How to deal with Anxiety

It hurts to see you suffering!!!

When a loved one suffers from anxiety it can be really difficult for those around them to know what they can do to help to provide support. This can leave us asking ourselves questions like what can I do or say? How should I act?

This can be a really confusing, frighten and frustrating place to be and can leave us feeling helpless. It can be truly heartbreaking when we see someone we love suffer and not know what we can do to help them through this or take these experiences away. And we can really struggle to understand their feelings when we have not experienced anxiety ourselves.

Anxiety can impact our relationships greatly and whilst we want to support our loved ones we can be at a loss as to how we can help them. Sometimes we begin to manage day to day tasks like house hold chores but can find it emotionally challenging to know how to address our loved ones anxiety and how we can provide them with emotional support.

Today I would like to offer some tips which may help people to offer care and support to those who are suffering from anxiety.

1. Be patient: Be patient with yourself and your loved one. Talk to them and ask how they feel you can help to offer support. Remember anxiety on a day to day basis is different from nervousness of having an exam or going on a first date that is something which most of us would experience. It can be hard for those who that haven’t experienced anxiety to really understand what its like to struggle with anxiety ongoing. Let your loved one know that whilst you have not experienced anxiety yourself , you are doing your best understand how they are feelings. This shows you are being supportive.

▸ Given records:
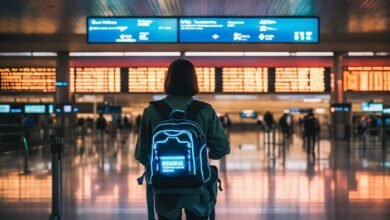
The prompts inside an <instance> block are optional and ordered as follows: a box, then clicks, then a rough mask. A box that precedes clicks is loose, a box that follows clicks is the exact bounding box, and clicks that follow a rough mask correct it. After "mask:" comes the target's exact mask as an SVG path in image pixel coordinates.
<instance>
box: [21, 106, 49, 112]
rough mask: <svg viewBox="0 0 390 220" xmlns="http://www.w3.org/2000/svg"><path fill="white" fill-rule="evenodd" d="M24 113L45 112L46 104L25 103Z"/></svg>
mask: <svg viewBox="0 0 390 220" xmlns="http://www.w3.org/2000/svg"><path fill="white" fill-rule="evenodd" d="M24 113H29V114H30V113H31V114H45V113H46V106H45V105H27V104H26V105H24Z"/></svg>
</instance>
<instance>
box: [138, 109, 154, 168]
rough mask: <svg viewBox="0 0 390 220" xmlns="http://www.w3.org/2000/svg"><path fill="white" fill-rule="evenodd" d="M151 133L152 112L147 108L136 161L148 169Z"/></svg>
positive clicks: (149, 153)
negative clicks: (151, 115) (140, 163)
mask: <svg viewBox="0 0 390 220" xmlns="http://www.w3.org/2000/svg"><path fill="white" fill-rule="evenodd" d="M151 133H152V123H151V118H150V112H149V110H148V108H146V109H144V112H143V114H142V119H141V124H140V128H139V132H138V139H137V144H136V147H135V159H137V160H138V161H139V162H140V163H141V164H142V165H143V166H144V167H147V166H148V162H149V154H150V147H151V146H150V141H151Z"/></svg>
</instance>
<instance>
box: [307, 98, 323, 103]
mask: <svg viewBox="0 0 390 220" xmlns="http://www.w3.org/2000/svg"><path fill="white" fill-rule="evenodd" d="M303 102H308V103H317V102H322V99H318V98H309V99H303Z"/></svg>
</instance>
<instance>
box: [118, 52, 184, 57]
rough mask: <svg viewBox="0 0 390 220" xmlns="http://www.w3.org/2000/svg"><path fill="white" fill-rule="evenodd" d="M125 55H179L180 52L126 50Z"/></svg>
mask: <svg viewBox="0 0 390 220" xmlns="http://www.w3.org/2000/svg"><path fill="white" fill-rule="evenodd" d="M124 55H125V56H135V57H137V56H140V57H149V56H150V57H155V56H158V57H178V56H180V55H181V54H180V52H125V53H124Z"/></svg>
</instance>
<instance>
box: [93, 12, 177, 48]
mask: <svg viewBox="0 0 390 220" xmlns="http://www.w3.org/2000/svg"><path fill="white" fill-rule="evenodd" d="M87 38H88V43H177V18H119V17H117V18H116V17H101V18H99V17H89V18H87Z"/></svg>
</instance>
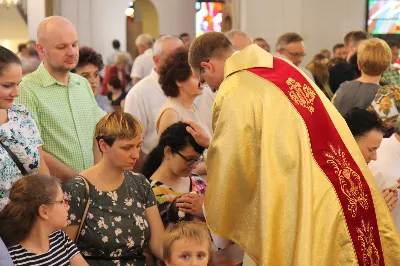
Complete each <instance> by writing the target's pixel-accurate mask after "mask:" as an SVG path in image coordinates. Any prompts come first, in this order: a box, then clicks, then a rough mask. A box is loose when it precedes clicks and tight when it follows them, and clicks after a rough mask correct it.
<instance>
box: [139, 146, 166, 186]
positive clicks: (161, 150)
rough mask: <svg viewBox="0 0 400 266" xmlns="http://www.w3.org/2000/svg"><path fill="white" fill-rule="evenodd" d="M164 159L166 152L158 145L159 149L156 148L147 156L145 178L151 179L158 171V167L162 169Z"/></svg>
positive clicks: (144, 172) (144, 165)
mask: <svg viewBox="0 0 400 266" xmlns="http://www.w3.org/2000/svg"><path fill="white" fill-rule="evenodd" d="M163 159H164V150H161V149H160V148H159V146H158V145H157V147H155V148H154V149H153V150H152V151H151V152H150V154H149V155H148V156H147V159H146V161H145V162H144V166H143V170H142V174H143V175H144V176H145V177H147V178H150V177H151V176H152V175H153V174H154V172H155V171H157V169H158V167H160V165H161V163H162V160H163Z"/></svg>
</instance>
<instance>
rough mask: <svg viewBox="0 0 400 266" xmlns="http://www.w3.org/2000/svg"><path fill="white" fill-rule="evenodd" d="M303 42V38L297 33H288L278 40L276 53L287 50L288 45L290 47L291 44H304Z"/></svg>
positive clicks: (281, 36) (291, 32)
mask: <svg viewBox="0 0 400 266" xmlns="http://www.w3.org/2000/svg"><path fill="white" fill-rule="evenodd" d="M302 41H303V38H302V37H301V36H300V35H299V34H297V33H296V32H288V33H285V34H283V35H282V36H280V37H279V38H278V41H277V42H276V47H275V48H276V51H279V50H281V49H283V48H285V47H286V45H288V44H289V43H292V42H302Z"/></svg>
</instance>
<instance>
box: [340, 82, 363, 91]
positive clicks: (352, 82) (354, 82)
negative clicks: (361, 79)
mask: <svg viewBox="0 0 400 266" xmlns="http://www.w3.org/2000/svg"><path fill="white" fill-rule="evenodd" d="M360 84H361V82H359V81H358V80H347V81H345V82H343V83H342V84H340V86H339V89H338V91H339V90H348V89H351V88H354V87H355V86H359V85H360Z"/></svg>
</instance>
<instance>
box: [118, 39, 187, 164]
mask: <svg viewBox="0 0 400 266" xmlns="http://www.w3.org/2000/svg"><path fill="white" fill-rule="evenodd" d="M181 46H183V42H182V40H181V39H179V38H178V37H176V36H172V35H163V36H161V37H159V38H158V39H157V40H156V41H155V43H154V47H153V48H154V56H153V60H154V65H155V67H154V69H153V70H152V71H151V74H150V75H149V76H147V77H145V78H143V79H142V80H140V81H139V82H138V83H137V84H135V85H134V86H133V87H132V89H131V90H130V91H129V92H128V95H127V96H126V98H125V110H124V111H125V112H127V113H130V114H132V115H134V116H135V117H137V118H138V119H139V120H140V121H141V123H142V125H143V132H142V137H143V142H142V149H141V156H140V159H139V161H138V162H137V163H136V165H135V170H140V169H141V167H142V166H143V160H144V159H145V158H144V157H146V156H147V155H148V154H149V153H150V152H151V150H152V149H153V148H154V147H155V146H156V145H157V132H156V120H157V117H158V115H159V112H160V109H161V107H162V105H163V104H164V102H165V101H166V100H167V96H165V94H164V91H163V90H162V89H161V86H160V84H159V83H158V79H159V75H158V73H159V71H160V69H161V67H162V65H163V64H164V63H165V60H166V58H167V57H168V56H169V55H170V54H172V53H173V52H174V51H175V50H176V49H177V48H178V47H181Z"/></svg>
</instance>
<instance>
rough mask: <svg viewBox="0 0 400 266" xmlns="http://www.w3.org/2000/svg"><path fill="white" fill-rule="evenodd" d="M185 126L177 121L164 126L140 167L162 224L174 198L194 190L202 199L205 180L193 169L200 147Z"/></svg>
mask: <svg viewBox="0 0 400 266" xmlns="http://www.w3.org/2000/svg"><path fill="white" fill-rule="evenodd" d="M188 126H189V125H188V124H185V123H182V122H178V123H175V124H173V125H171V126H169V127H168V128H167V129H165V131H164V132H163V133H162V134H161V136H160V140H159V142H158V145H157V147H155V148H154V149H153V151H152V152H151V153H150V154H149V156H148V157H147V160H146V161H145V164H144V168H143V174H144V175H145V176H146V177H148V178H149V179H150V182H151V186H152V189H153V192H154V194H155V196H156V199H157V204H158V209H159V211H160V214H161V218H162V220H163V223H164V225H165V226H166V225H168V223H169V222H170V221H169V219H168V210H169V207H170V205H171V203H172V202H173V201H174V199H175V198H177V197H180V196H182V195H183V194H187V193H190V192H196V193H197V194H199V195H200V196H202V197H203V199H204V196H205V191H206V184H205V182H204V181H203V179H202V178H201V177H200V176H198V175H196V174H194V173H193V170H194V169H195V168H196V166H197V164H198V163H200V162H202V160H203V157H202V154H203V152H204V148H203V147H201V146H200V145H199V144H197V143H196V141H195V140H194V138H193V136H192V135H190V133H188V132H187V130H186V127H188ZM182 216H183V214H182ZM200 218H204V216H203V215H201V217H200Z"/></svg>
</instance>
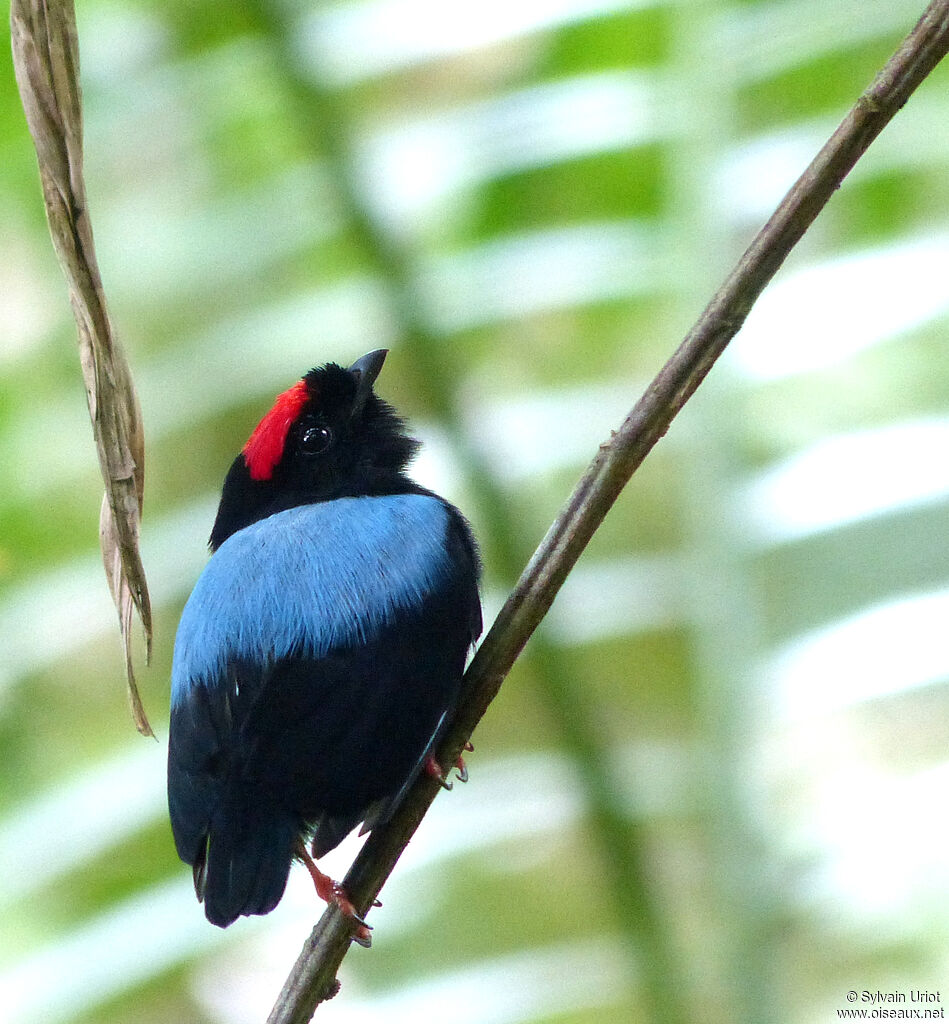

▸ Tasks:
1 – Write out the passage on supporting a loved one with anxiety from "When a loved" up to and including "experienced anxiety ourselves.".
2 – Continue the passage on supporting a loved one with anxiety, starting right after its final sentence.

▸ Answers for the tasks:
1 –
When a loved one suffers from anxiety it can be really difficult for those around them to know what they can do to help to provide support. This can leave us asking ourselves questions like what can I do or say? How should I act?

This can be a really confusing, frighten and frustrating place to be and can leave us feeling helpless. It can be truly heartbreaking when we see someone we love suffer and not know what we can do to help them through this or take these experiences away. And we can really struggle to understand their feelings when we have not experienced anxiety ourselves.

2 –
2. Educate yourself: Try to read up on anxiety, when we educate ourselves by listening to our loved ones and reading up on anxiety then we can begin to find ways to offer more support. Most importantly listen, listen, listen, and try to hear and really understand as best as you can how this anxiety is making your loved one feel. Actively listening to your loved one can be really useful and active listening in not a skill we are generally trained to do in our day to day life. This can be researched online. Listening to your loved ones and really trying to understand their experiences and feelings can really shows them that you are trying to offer all them support.

3.Be supportive when things get negative: There may be times when the actions of a loved one who is suffering with anxiety can put a lot of pressure on relationships. Try to understand that if your loved one is feeling irritable they may not be able to help this feeling in the moment. This is a time when even more understanding is needed. Reassure your loved one that you are not going to abandon them. There may be times when a loved one cannot attend events because of their anxiety. They may already be beating themselves up about this with their inner critic and feeling they have ruined the night so be patient and reassure them.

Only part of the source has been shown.